TEXTE D'ÉTUDE:
★ ★ ★ ★ ★
# iCloud ne fonctionne plus (changement d'identifiant Apple)



## alinf34 (13 Décembre 2014)

Bonjour,

Ayant changé de FAI, j'ai changé mon identifiant Apple.

Ca fonctionne avec ma nouvelle adresse dans itunes Store, mais iCloud est resté sur mon ancienne adresse dans les préférences système. Toujours dans préférences iCloud, si je vais dans Détails du compte > Gérer l'identifiant Apple : c'est la nouvelle adresse qui est active !!!

J'ai pensé à fermer la session iCloud, toujours depuis les préférences iCloud, mais ça me signale que ça va effacer mes calendriers. Ils sont sur iCloud et je ne trouve pas comment ne plus les avoir sur iCloud, mais sur mon disque dur pour pouvoir tenter de réinitialiser mes préfs en fermant et relançant la session et avoir le bon identifiant Apple.

Sur mon iPad, dans Réglages > iCloud, j'ai aussi mon ancien identifiant, et là aussi aucun menu pour le modifier. Si je vais dans "identifiant oublié ", ma nouvelle adresse est inconnue alors qu'elle est valide sur le site d'Apple.
★ ★ ★ ★ ★
DONNÉES ENREGISTRÉES:
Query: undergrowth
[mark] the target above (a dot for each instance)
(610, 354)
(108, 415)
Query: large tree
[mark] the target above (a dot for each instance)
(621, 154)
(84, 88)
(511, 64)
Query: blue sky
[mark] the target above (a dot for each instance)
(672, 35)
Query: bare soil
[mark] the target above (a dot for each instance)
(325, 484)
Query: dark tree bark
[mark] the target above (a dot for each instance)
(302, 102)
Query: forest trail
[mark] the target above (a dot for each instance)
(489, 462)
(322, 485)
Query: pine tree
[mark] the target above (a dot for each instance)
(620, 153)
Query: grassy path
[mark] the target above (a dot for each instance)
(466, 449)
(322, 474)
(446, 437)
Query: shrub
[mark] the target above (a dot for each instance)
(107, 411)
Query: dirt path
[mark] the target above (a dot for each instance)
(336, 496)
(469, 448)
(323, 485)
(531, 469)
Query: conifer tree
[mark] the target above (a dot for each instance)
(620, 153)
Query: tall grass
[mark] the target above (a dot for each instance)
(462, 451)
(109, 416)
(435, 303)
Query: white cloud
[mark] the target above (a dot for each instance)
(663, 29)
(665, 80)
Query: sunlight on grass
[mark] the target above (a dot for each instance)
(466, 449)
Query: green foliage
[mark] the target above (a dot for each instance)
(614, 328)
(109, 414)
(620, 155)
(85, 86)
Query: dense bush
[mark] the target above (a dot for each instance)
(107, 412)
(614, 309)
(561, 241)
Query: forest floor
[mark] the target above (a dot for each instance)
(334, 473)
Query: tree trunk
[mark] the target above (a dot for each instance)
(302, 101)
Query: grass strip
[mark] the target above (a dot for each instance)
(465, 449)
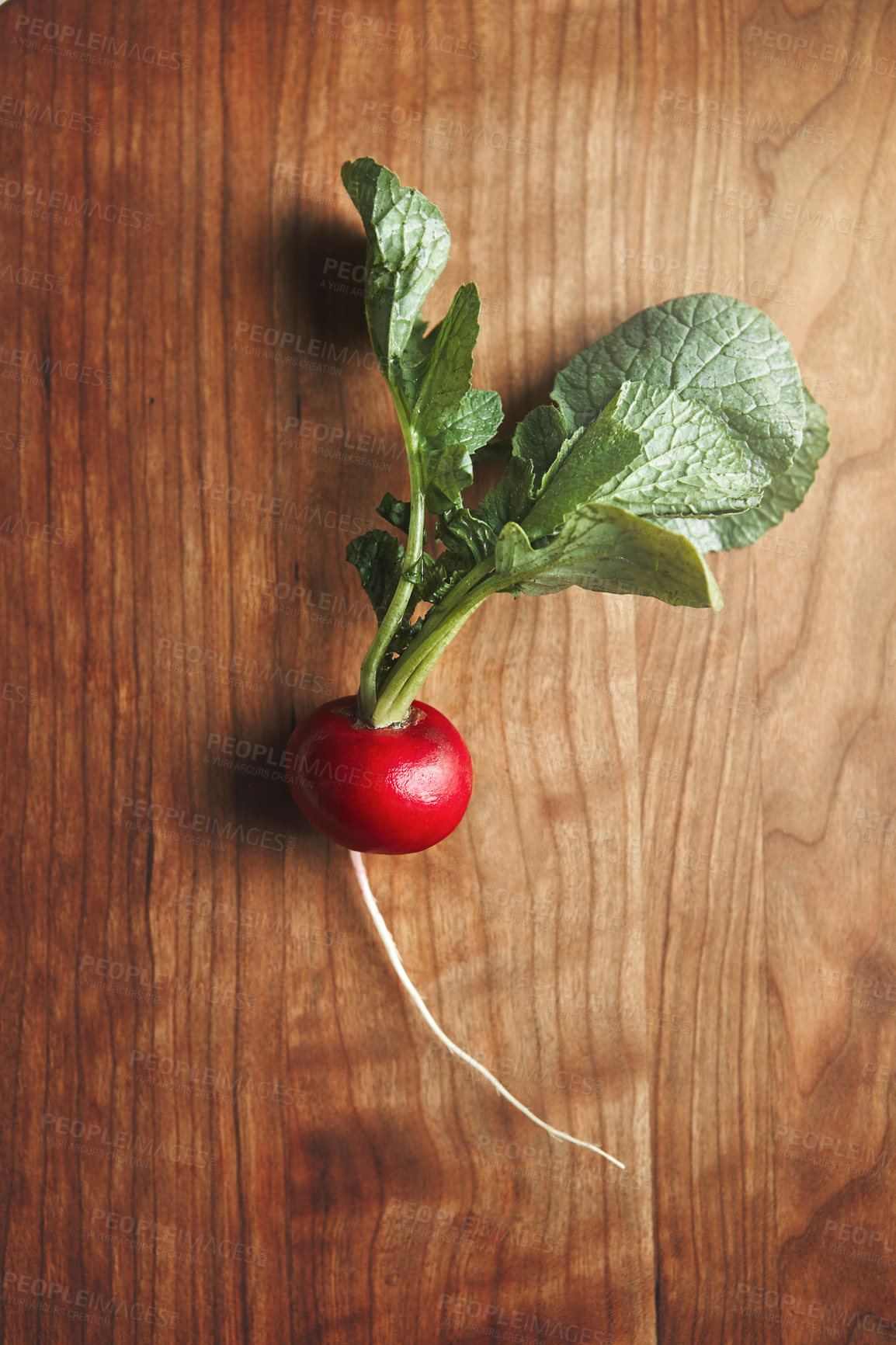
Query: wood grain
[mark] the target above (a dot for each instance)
★ ★ ★ ★ ★
ÉNONCÉ 1:
Reproduisez fidèlement le passage du texte sur iCloud allant de « Ca fonctionne avec » jusqu'à « bon identifiant Apple. ».
ÉNONCÉ 2:
Poursuivez le texte sur le changement d'identifiant Apple dans iCloud à partir de sa dernière phrase.
Ce matériel n'a aucun rapport avec le texte sur iCloud.

RÉPONSE ATTENDUE 1:
Ca fonctionne avec ma nouvelle adresse dans itunes Store, mais iCloud est resté sur mon ancienne adresse dans les préférences système. Toujours dans préférences iCloud, si je vais dans Détails du compte > Gérer l'identifiant Apple : c'est la nouvelle adresse qui est active !!!

J'ai pensé à fermer la session iCloud, toujours depuis les préférences iCloud, mais ça me signale que ça va effacer mes calendriers. Ils sont sur iCloud et je ne trouve pas comment ne plus les avoir sur iCloud, mais sur mon disque dur pour pouvoir tenter de réinitialiser mes préfs en fermant et relançant la session et avoir le bon identifiant Apple.

RÉPONSE ATTENDUE 2:
J'ai signalé mon problème à Apple, mais je n'ai jamais eu de réponse.

Bizarrement je peux synchroniser mon iPhone et mon iPad sur iCloud. Mais je ne peux pas transférer de dossiers.

Notamment je cherche à transférer un diaporama créé avec Keynotes vers mon iPad, mais je ne peux plus le faire. Si j'utilise Hubic, j'ai un dossier avec les images. Si je m'envoie le diaporama par mail, je peux le lire mais pas le mettre dans ma bibliothèque Keynotes, qui me demande d'utiliser... iCloud !

J'ai voulu passer par iTunes pour ajouter mon diaporama à Keynotes, mais là aussi il y a un gros problème : auparavant il y avait une interface dans iTunes qui permettait de sélectionner une app pour y ajouter un dossier, mais cette fonctionnalité a visiblement disparue du nouvel iTunes.
En tout cas je ne trouve pas dans iTunes quel menu permet d'accéder à des ajouts de fichiers dans une app.

Je ne peux donc plus transférer de diaporamas, d'e-books dans la bibliothèque de ces app sur mon iPAD, etc. parce qu'Apple a validé mon nouvel identifiant, mais me bloque des fonctionnalité du nuage car cet identifiant n'est pas reconnu pour certaines fonctionnalités.

Quelqu'un pourrait-il m'aider à transférer mon diaporama dans la bibliothèque de Keynotes sur mon iPad ? Comment transférer mes calendriers sur mon disque dur pour tenter de relancer iCloud ? (si Apple n'a pas supprimé cette possibilité) Comment ajouter des fichiers dans les app via iTunes ? (si Apple n'a pas supprimé cette fonctionnalité).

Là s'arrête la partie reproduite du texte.